Exercise:
Below are some records; print every one of them exactly.

Top of Study material

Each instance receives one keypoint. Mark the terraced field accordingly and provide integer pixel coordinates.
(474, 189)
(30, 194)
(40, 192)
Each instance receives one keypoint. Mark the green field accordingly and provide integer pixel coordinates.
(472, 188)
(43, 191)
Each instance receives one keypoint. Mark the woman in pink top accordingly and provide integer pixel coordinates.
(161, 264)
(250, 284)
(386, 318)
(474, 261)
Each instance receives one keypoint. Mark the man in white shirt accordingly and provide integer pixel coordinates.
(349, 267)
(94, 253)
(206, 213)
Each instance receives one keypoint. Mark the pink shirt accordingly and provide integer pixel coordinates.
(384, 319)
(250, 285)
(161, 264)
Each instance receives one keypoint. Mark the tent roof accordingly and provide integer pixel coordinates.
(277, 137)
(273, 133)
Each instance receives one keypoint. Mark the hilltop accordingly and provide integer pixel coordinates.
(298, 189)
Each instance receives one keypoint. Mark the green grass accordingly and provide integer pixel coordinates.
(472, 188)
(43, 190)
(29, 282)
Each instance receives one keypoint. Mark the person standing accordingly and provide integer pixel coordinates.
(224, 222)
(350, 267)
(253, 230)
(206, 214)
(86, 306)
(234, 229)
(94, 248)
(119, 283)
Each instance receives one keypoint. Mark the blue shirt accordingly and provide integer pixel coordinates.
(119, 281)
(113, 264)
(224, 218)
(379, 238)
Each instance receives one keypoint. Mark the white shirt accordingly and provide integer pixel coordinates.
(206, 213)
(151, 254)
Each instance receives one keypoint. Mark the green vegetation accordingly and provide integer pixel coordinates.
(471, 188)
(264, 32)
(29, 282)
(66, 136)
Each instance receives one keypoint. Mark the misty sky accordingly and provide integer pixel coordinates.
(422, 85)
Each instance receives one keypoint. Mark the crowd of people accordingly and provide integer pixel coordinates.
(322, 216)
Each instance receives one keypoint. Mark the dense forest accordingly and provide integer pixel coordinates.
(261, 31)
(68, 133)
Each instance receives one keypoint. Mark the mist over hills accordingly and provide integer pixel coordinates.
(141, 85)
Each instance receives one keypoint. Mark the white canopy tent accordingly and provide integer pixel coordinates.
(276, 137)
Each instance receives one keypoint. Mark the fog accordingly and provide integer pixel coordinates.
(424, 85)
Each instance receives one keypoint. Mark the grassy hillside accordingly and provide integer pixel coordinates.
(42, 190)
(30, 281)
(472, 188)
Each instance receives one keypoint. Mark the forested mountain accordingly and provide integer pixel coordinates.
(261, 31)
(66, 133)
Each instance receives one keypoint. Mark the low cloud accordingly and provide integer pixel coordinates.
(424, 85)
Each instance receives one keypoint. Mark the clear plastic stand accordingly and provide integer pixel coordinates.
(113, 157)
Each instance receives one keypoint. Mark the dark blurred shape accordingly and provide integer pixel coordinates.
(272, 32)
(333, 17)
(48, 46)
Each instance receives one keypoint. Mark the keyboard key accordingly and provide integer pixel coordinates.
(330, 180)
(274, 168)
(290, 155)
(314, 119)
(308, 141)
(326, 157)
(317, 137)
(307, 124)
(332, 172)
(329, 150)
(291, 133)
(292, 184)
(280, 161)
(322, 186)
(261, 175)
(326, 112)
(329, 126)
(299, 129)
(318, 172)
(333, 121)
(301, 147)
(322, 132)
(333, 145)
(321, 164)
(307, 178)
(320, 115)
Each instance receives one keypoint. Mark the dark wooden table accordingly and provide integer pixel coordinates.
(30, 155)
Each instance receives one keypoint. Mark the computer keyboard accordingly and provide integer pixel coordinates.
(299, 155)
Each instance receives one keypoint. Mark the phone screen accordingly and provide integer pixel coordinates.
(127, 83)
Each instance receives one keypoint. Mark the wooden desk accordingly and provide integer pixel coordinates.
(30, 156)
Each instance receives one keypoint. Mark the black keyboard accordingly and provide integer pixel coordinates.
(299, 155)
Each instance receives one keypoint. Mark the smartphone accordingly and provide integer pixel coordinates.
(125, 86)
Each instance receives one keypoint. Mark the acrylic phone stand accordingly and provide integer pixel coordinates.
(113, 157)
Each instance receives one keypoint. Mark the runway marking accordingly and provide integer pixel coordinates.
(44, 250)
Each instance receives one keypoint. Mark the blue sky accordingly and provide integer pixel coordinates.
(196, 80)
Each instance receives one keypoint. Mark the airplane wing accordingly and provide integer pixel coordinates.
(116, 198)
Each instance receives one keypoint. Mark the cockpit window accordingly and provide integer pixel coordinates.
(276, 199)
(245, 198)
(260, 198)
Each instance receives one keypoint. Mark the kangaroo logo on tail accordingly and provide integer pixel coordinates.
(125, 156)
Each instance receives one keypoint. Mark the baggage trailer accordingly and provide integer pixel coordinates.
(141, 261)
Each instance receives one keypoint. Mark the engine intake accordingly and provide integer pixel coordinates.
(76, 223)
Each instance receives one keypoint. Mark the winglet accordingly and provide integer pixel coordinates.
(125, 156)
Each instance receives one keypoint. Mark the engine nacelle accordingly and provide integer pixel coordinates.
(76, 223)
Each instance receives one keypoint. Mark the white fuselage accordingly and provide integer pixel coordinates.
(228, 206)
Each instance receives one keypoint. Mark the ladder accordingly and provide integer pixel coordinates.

Bottom of Study material

Exercise response:
Each instance receives one keypoint. Mark the terraced field accordingly and provide integer pixel coordinates.
(474, 189)
(30, 194)
(40, 192)
Each instance receives one keypoint. Mark the green field accordingly and provide integer pixel coordinates.
(472, 188)
(43, 191)
Each instance receives one keypoint. Mark the woman in pink top accordingly and provide integer pixel coordinates.
(161, 264)
(250, 284)
(386, 318)
(474, 261)
Each instance receives one keypoint. Mark the man in white shirt accordingly and provide integer pixel coordinates.
(349, 267)
(94, 253)
(206, 213)
Each instance receives one keypoint. Mark the pink shirt accordingly and provide integer pixel coordinates.
(384, 319)
(250, 285)
(161, 264)
Each instance receives one keypoint. Mark the tent roof accordingly and provide integer pixel coordinates.
(277, 137)
(273, 133)
Each instance receives one keypoint. Mark the hilltop accordingly and provide integer pixel coordinates.
(298, 189)
Each instance receives one keypoint. Mark the green grass accordingly and provide integer pixel coordinates.
(472, 188)
(43, 190)
(29, 282)
Each instance receives one keypoint. Mark the person standing accordingly and provide integer pixel coordinates.
(224, 222)
(350, 267)
(253, 230)
(206, 214)
(86, 306)
(234, 229)
(94, 248)
(119, 283)
Each instance receives one keypoint. Mark the blue shirt accordingly and provide integer pixel coordinates.
(119, 281)
(113, 264)
(224, 218)
(379, 238)
Each instance receives one keypoint. Mark the white shirt accordingly and provide integer pixel coordinates.
(206, 213)
(151, 254)
Each instance receives one keypoint. Mark the green vegetation accordingly and provide integer pixel coordinates.
(471, 188)
(264, 32)
(29, 282)
(66, 136)
Each instance receives one keypoint. Mark the misty sky accordingly and provide integer pixel coordinates.
(422, 85)
Each instance receives one keypoint. Mark the crowd of people accordingly and provide integer pixel coordinates.
(322, 216)
Each instance receives one keypoint. Mark the dense forest accordingly and provide integer pixel coordinates.
(261, 31)
(68, 133)
Each instance receives one keypoint. Mark the mist over hills accordingly and provide integer pixel coordinates.
(141, 85)
Each instance receives one keypoint. Mark the white canopy tent accordingly and provide integer pixel coordinates.
(276, 137)
Each instance receives one keypoint. Mark the fog accordingly and provide integer pixel coordinates.
(424, 85)
Each instance receives one keypoint. Mark the grassy hillside accordingly and provide integer pixel coordinates.
(42, 190)
(30, 281)
(472, 188)
Each instance receives one keypoint. Mark the forested mountain accordingly and provide integer pixel coordinates.
(261, 31)
(66, 133)
Each instance receives one keypoint. Mark the low cloud accordingly and provide integer pixel coordinates.
(424, 85)
Each instance receives one keypoint. Mark the clear plastic stand accordingly and provide integer pixel coordinates.
(113, 157)
Each instance receives one keypoint. Mark the dark blurred shape accordingly and provide integer pixel coordinates.
(272, 32)
(333, 17)
(48, 46)
Each instance receives one keypoint. Mark the keyboard key accordingly and provide integer pixel coordinates.
(330, 180)
(274, 168)
(290, 155)
(314, 119)
(308, 141)
(326, 157)
(317, 137)
(307, 124)
(332, 172)
(329, 150)
(291, 133)
(292, 184)
(280, 161)
(322, 186)
(261, 175)
(326, 112)
(329, 126)
(299, 129)
(318, 172)
(333, 121)
(301, 147)
(322, 132)
(333, 145)
(321, 164)
(307, 178)
(320, 115)
Each instance receives one keypoint. Mark the dark wooden table accordingly and provide integer pixel coordinates.
(30, 155)
Each instance receives one keypoint. Mark the computer keyboard accordingly and provide integer pixel coordinates.
(299, 155)
Each instance receives one keypoint. Mark the phone screen accordingly and provide integer pixel coordinates.
(127, 83)
Each instance receives one keypoint. Mark the wooden desk accordingly and provide integer pixel coordinates.
(30, 156)
Each instance receives one keypoint. Mark the black keyboard accordingly and provide integer pixel coordinates.
(299, 155)
Each instance receives one keypoint. Mark the smartphone accordingly and provide integer pixel coordinates.
(125, 86)
Each instance receives one keypoint. Mark the acrylic phone stand accordingly and provide integer pixel coordinates.
(113, 157)
Each instance receives one keypoint. Mark the runway marking accordingly and provide integer pixel coordinates.
(44, 250)
Each instance receives one keypoint. Mark the blue sky accordingly and provide integer pixel coordinates.
(196, 80)
Each instance receives one keypoint. Mark the airplane wing accordingly and provide integer pixel coordinates.
(116, 198)
Each instance receives one keypoint. Mark the cockpit window accordingly and provide integer pixel coordinates.
(276, 199)
(245, 198)
(260, 198)
Each instance receives one keypoint. Mark the kangaroo logo on tail accordingly and provide integer pixel coordinates.
(125, 156)
Each instance receives one keypoint. Mark the baggage trailer accordingly and provide integer pixel coordinates.
(141, 261)
Each instance receives one keypoint. Mark the engine intake accordingly and provide integer pixel coordinates.
(76, 223)
Each instance receives one keypoint. Mark the winglet accordingly and provide integer pixel coordinates.
(125, 156)
Each instance receives one keypoint. Mark the engine nacelle accordingly and provide integer pixel coordinates.
(76, 223)
Each instance receives one keypoint. Mark the white fuselage accordingly and provide integer pixel coordinates.
(228, 206)
Each instance receives one keypoint. Mark the ladder accordingly and provide integer pixel coordinates.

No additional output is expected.